(Record extracts):
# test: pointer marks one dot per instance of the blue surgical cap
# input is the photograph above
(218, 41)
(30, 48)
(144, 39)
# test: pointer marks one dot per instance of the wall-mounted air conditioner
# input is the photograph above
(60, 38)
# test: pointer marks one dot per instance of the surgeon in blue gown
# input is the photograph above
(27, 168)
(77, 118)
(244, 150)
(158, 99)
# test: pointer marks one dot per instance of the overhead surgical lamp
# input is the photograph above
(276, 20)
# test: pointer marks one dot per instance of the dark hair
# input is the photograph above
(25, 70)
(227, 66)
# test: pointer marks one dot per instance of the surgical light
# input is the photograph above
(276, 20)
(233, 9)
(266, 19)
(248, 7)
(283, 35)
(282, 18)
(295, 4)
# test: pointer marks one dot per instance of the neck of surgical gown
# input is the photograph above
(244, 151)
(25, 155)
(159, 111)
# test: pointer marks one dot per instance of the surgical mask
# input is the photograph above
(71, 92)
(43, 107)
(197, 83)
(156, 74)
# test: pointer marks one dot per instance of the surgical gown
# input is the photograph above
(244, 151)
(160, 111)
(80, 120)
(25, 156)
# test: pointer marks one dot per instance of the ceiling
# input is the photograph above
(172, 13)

--

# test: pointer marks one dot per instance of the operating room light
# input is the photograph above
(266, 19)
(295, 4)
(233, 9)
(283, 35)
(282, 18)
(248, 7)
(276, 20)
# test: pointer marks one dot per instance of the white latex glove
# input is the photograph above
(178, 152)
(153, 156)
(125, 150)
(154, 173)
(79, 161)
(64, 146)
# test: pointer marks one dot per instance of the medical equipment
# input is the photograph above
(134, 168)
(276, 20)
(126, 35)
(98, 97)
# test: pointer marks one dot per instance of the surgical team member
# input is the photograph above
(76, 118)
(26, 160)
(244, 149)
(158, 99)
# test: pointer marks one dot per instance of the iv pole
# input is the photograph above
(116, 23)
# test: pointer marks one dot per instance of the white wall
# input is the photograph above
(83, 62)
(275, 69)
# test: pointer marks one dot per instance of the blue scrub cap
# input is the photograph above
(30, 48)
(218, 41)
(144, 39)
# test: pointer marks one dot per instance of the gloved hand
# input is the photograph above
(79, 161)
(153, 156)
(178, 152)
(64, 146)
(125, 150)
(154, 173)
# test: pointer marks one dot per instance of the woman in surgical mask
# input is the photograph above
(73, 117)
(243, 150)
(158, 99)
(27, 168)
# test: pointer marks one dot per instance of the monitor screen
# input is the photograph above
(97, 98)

---

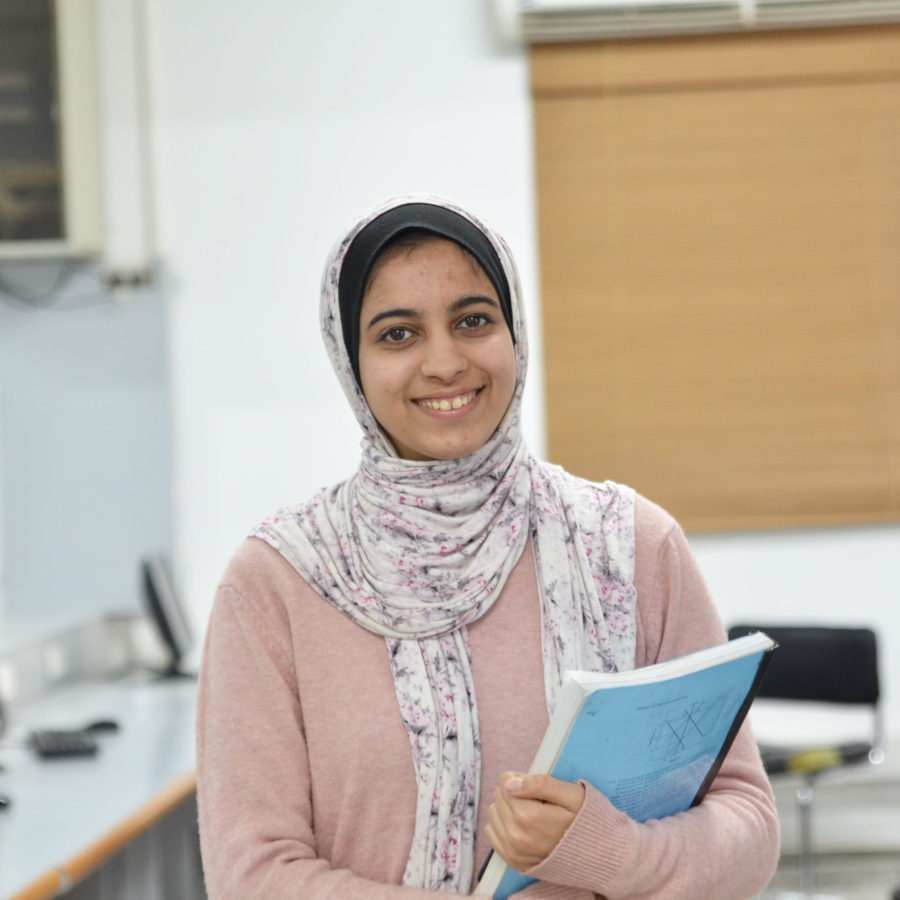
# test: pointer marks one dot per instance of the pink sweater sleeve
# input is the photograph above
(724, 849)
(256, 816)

(Short exercise): Which lines in the listing above contain the word "blue"? Copy each of them.

(Answer to this problem):
# test: pointer marks one dot per instance of the blue surgical cap
# test: pointer marks one dot per instance of the surgeon in blue gown
# test: pointer marks one dot per instance of the blue scrub cap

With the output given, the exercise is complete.